▶ _The records_:

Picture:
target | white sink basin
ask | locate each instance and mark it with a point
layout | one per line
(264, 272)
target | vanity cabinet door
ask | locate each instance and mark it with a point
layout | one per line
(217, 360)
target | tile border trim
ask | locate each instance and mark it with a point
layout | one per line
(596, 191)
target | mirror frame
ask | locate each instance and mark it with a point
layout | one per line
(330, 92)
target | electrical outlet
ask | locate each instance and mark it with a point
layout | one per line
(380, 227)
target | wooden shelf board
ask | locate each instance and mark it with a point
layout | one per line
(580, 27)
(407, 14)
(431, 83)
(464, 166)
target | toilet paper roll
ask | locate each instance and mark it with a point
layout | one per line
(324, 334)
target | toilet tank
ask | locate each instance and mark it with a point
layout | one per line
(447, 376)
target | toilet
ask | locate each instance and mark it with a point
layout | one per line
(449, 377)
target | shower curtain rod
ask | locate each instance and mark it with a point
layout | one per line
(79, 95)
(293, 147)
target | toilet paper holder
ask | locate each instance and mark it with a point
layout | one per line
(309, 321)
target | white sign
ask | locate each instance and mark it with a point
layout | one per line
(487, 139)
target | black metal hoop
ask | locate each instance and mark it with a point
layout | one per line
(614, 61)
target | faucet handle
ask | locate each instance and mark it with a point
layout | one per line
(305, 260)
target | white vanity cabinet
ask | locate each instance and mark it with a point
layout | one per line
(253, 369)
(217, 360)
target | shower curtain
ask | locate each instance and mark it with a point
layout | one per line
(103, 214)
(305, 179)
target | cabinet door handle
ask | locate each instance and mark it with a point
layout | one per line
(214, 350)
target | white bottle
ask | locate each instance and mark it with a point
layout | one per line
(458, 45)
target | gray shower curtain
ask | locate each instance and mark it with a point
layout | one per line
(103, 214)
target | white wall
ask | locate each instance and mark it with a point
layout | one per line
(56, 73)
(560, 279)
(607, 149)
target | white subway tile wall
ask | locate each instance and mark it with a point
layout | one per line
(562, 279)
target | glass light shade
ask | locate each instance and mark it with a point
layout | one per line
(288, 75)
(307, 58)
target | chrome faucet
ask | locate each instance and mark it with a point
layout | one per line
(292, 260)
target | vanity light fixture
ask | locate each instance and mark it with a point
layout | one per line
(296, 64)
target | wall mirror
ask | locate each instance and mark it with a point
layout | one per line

▶ _What the task requires_:
Reproduce every line of the material above, word for word and in the same order.

▶ _Exercise response_:
Picture:
target | white sink basin
ask | locate each instance and mark it with a point
layout | one per line
(264, 272)
target | vanity cabinet door
ask | locate each instance and mark it with a point
layout | one per line
(217, 360)
target | tile border trim
ask | locate each instance and mark it with a point
layout | one per line
(596, 191)
target | mirror frame
ask | locate each instance and mark it with a point
layout | one per line
(330, 92)
target | electrical outlet
ask | locate each instance and mark it with a point
layout | one per line
(380, 227)
target | wooden shelf board
ask | locate each instance and mark it with a point
layout | one per line
(580, 27)
(407, 14)
(431, 83)
(464, 166)
target | toilet paper roll
ask | locate each instance and mark it with a point
layout | one per line
(324, 334)
target | toilet tank
ask | locate each instance and mark it with a point
layout | one per line
(447, 376)
target | toilet
ask | locate each instance and mark it with a point
layout | one per line
(449, 377)
target | shower curtain rod
ask | locate each instance and mark it with a point
layout | one per line
(79, 95)
(293, 147)
target | toilet paper holder
ask | locate each instance and mark it with a point
layout | one per line
(309, 321)
target | white sign
ask | locate each instance and mark it with a point
layout | one per line
(487, 139)
target | black metal hoop
ask | locate each instance and mark it with a point
layout | one per line
(614, 61)
target | faucet handle
ask | locate each instance and mark it with a point
layout | one per line
(305, 260)
target | white vanity cabinet
ask | locate each instance and mark it with a point
layout | one per line
(253, 369)
(217, 360)
target | shower curtain
ask | locate each instance and mark it with a point
layout | one per line
(103, 214)
(305, 179)
target | cabinet door handle
ask | locate each instance and mark it with a point
layout | one per line
(214, 350)
target | white bottle
ask | locate each instance and mark it with a point
layout | one per line
(458, 45)
target | gray shower curtain
ask | locate each instance and mark it with a point
layout | one per line
(103, 214)
target | white wall
ask | locate each instance and mark it with a point
layout | one per line
(56, 73)
(560, 279)
(607, 149)
target | white subway tile wall
ask | locate each instance and mark it with a point
layout | one per line
(562, 279)
target | glass light shade
ask | locate each instance and mark it with a point
layout | one per line
(288, 75)
(307, 58)
target | chrome faucet
ask | locate each instance and mark it with a point
layout | one per line
(292, 260)
target | vanity light fixture
ask | locate each instance and mark it with a point
layout | one per line
(296, 64)
target | wall mirror
ask | locate each instance and mark it with a point
layout | one per line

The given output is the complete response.